── Supplied passage

I don't post here as frequently as I once did, but to hear me regularly rambling on about bollocks - much of it food and restaurant-related - in a bite-size fashion then add me on twitter as "thomhetheringto".

Posted

In a previous life I used to travel the country a lot on business. I always found eating alone in a new town a completely lovely experience. On the other hand, almost anything would have been better than getting arsholed with the rest of the team in the hotel bar, spending the evening talking about work then morally corrupting myself with a workmate in a soulless 'executive' room.

Personally, I can't offer any advice beyond 'take a good book', but a girl I used to work with swore that a Moleskine on the table would convince any restaurant with pretensions to quality that she was reviewing them.

In the bottom of my travel bag I keep a prosthetic latex Michael Winner mask and a fat suit for the same purpose.

Tim Hayward

"Anyone who wants to write about food would do well to stay away from

similes and metaphors, because if you're not careful, expressions like

'light as a feather' make their way into your sentences and then where are you?"

Nora Ephron

Posted
Personally, I can't offer any advice beyond 'take a good book', but a girl I used to work with swore that a Moleskine on the table would convince any restaurant with pretensions to quality that she was reviewing them.

I too make use of the good book routine - and the Moleskine too though I've no evidence of it working. I remember once making a weekend of it in Reading on the occasion of Leicester City playing them in a 4th Round FA cup tie. I took with me a slim volume, something suitably middlebrow no doubt, and read it over dinner in the London Street brasserie. The next morning I had a coffee and pastry in John Lewis in the Oracle Centre and saw the waitress give me a rather pitying look - then I realised it was the same young woman who'd served at the restaurant and she'd recognised me and my book. Billy-no-mates or what?

Still we won the match.

Posted

Gastronomic Onanism is the way to go.

I took myself out to a new-ish curry house last night, promising 'fine Indian dining',

in my hometown ("a rotting semi-civilisation, vegetating in the teeth of time" or Blackpool as it's sometimes called.)

Well it was ass-wateringly bad. At least now that I've been there alone I won't make the mistake of spending others peoples money by suggesting it.

Posted
a girl I used to work with swore that a Moleskine on the table would convince any restaurant with pretensions to quality that she was reviewing them.

What kind of reporter uses Moleskine? It'd be more convincing if she scribbled random words on the reverse of taxi reciepts with one of those half-size pencils you get in bookies.

As a socially awkward type, I'm unnerved by the prospect of sitting alone anywhere more formal than Starbucks. My concerns are as follows:

1- the waiters will hate you for leaving one chair of a two-top fallow, and for not feeling any kind of companionly pressure to avoid the cheapskate options. Couple tables must be a goldmine for restaurants, as they lend themselves to pressure sales of champagne, "two spoon" deserts and licentious forrages into the wine list. But you, with your Guardian crossword and your dog-eared copy of Julian Barnes, must be depriving the poor waiter the back end of a tenner. I honestly could not blame him for sneezing into your soup.

────

■ **Instructions**
1. Answer these questions from the dining-alone thread.
(a) What did the former coworker claim a Moleskine on the table would convince a restaurant of?
(b) Which match led to the weekend in Reading?
(c) Where was the coffee and pastry bought the next morning?
2. Decide whether each statement agrees with the dining-alone thread, and support each answer with the deciding words quoted from it.
(a) The poster who went to Reading has evidence that the Moleskine works.
(b) The new-ish curry house advertised fine Indian dining.
(c) Leicester City lost the match in Reading.
3. Write out the part of the dining-alone thread starting with "Gastronomic Onanism is" and going on through "get in bookies.".
These items have no connection to the dining-alone thread.

── Material

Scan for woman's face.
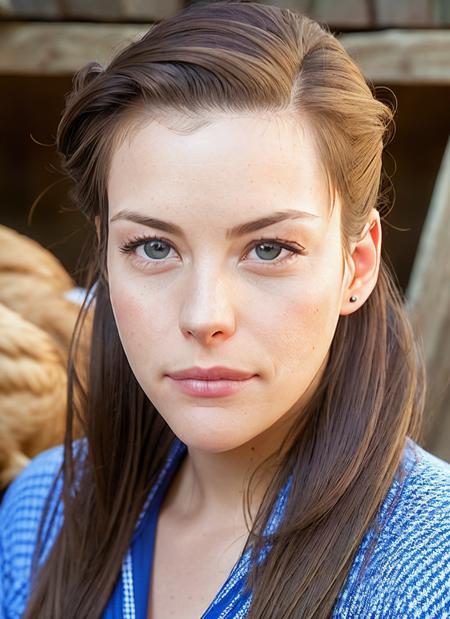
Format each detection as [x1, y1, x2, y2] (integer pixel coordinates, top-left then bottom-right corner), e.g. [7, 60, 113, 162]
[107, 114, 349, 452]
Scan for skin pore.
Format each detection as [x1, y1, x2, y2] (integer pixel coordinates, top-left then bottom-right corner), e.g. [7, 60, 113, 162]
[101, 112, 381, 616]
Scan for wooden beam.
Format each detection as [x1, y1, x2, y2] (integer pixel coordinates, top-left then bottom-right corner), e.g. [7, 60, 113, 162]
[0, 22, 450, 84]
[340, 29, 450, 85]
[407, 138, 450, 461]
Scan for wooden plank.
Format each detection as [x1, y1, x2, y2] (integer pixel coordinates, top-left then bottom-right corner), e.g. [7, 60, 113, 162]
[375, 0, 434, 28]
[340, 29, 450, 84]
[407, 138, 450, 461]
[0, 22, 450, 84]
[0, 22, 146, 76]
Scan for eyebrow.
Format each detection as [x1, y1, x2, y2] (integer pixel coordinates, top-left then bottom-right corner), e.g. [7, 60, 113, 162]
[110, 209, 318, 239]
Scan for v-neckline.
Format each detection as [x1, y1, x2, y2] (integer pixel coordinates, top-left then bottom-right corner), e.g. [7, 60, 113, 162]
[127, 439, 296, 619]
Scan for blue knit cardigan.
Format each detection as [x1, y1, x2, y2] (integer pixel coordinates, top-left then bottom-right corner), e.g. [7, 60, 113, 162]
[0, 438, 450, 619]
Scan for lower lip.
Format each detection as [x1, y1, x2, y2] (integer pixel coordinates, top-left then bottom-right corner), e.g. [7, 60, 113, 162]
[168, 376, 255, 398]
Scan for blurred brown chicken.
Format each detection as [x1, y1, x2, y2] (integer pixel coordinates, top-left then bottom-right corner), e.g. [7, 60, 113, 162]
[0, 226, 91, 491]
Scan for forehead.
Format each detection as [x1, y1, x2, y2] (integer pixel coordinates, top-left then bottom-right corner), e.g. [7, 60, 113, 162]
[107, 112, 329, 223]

────
── Material

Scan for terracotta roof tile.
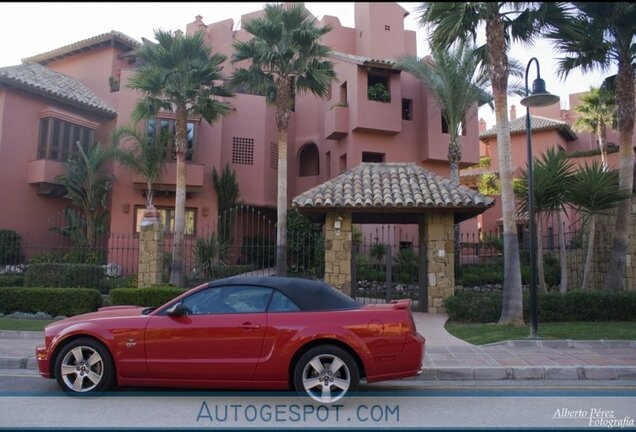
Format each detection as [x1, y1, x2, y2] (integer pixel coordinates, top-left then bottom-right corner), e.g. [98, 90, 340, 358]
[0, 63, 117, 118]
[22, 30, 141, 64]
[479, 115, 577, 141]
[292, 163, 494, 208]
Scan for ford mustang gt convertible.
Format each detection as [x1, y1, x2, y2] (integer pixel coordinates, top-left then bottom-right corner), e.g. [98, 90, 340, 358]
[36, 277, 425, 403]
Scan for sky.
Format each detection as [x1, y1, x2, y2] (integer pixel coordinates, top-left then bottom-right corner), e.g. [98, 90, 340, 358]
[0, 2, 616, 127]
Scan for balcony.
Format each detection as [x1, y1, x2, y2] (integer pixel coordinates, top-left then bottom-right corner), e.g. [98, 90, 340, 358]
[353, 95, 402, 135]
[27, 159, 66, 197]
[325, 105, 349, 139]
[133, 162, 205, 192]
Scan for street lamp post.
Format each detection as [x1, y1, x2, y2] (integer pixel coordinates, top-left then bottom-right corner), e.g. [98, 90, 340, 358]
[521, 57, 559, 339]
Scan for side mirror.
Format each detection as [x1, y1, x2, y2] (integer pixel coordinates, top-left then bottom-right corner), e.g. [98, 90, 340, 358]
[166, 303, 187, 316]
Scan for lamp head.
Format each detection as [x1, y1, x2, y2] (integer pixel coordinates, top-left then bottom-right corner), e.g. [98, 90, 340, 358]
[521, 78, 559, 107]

────

■ **Solutions below**
1.
(a) That she was reviewing them.
(b) Leicester City playing Reading in a 4th Round FA cup tie.
(c) In John Lewis in the Oracle Centre.

2.
(a) No: "though I've no evidence of it working"
(b) Yes: "promising 'fine Indian dining'"
(c) No: "Still we won the match."

3.
Gastronomic Onanism is the way to go.

I took myself out to a new-ish curry house last night, promising 'fine Indian dining',

in my hometown ("a rotting semi-civilisation, vegetating in the teeth of time" or Blackpool as it's sometimes called.)

Well it was ass-wateringly bad. At least now that I've been there alone I won't make the mistake of spending others peoples money by suggesting it.

Posted
a girl I used to work with swore that a Moleskine on the table would convince any restaurant with pretensions to quality that she was reviewing them.

What kind of reporter uses Moleskine? It'd be more convincing if she scribbled random words on the reverse of taxi reciepts with one of those half-size pencils you get in bookies.